• [Text shown]:
☆ ☆ ☆ ☆ ☆ ☆ ☆

I found that the efficacy of neratinib is not that great in comparison to other approved therapies (targeting oncogenic alterations in EGFR, ALK, ROS1 and BRAF ) and may not work as a good monotherapy to treat wide variety of HER2- and HER3-mutant cancers.
Yep, I made a point to mention that they stated this, but they also mentioned its potential in use in combination therapy with other HER inhibitors. So it could still find a way to prove more useful then traditional therapies yet, onward for more research.
For clarity I mentioned this in the following paragraph:
Still, the information presented in this study is of high impact as it suggests that targeting these mutations specifically could be effective especially in combination with other chemotherapy techniques. It also opens the door to the study of combination therapies where neratinib is used at the same time as another HER kinase inhibiting compound to determine whether more potent anti-cancer effects are observed on the various mutations identified as positive hits here.

☆ ☆ ☆ ☆ ☆ ☆ ☆

• [Information supplied]:
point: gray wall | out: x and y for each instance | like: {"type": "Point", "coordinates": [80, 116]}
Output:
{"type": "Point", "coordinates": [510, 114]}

☆ ☆ ☆ ☆ ☆ ☆ ☆

• [What to do]:
a: Reproduce word for word the part of the neratinib discussion that begins with the words containing "Yep, I made" and ends with "for more research.".
b: Pick up the neratinib discussion after its final sentence and keep writing.

• [Answers by task]:
a:
Yep, I made a point to mention that they stated this, but they also mentioned its potential in use in combination therapy with other HER inhibitors. So it could still find a way to prove more useful then traditional therapies yet, onward for more research.

b:
Using neratinib as a monotherapy would be a hard sell
Indeed, its just not efficacious enough. However, I think the more important information here came from the identification of a whole host of new information on which HER mutations are gain of function. This will allow for a better, more targeted application of inhibitors to those people with cancers having these gain of function mutations.
Thanks for clarifying. I was skimming through. I forwarded this nature paper to my PhD friend who works on protein engineering to enhance the efficacy of HER-targeted therapeutics. I will point this post to him. Looking forward for your research news series.
Thanks, I was trying to write this for a slightly more general audience. Your friend would likely get much more out of the original research article then my small discussion about it :)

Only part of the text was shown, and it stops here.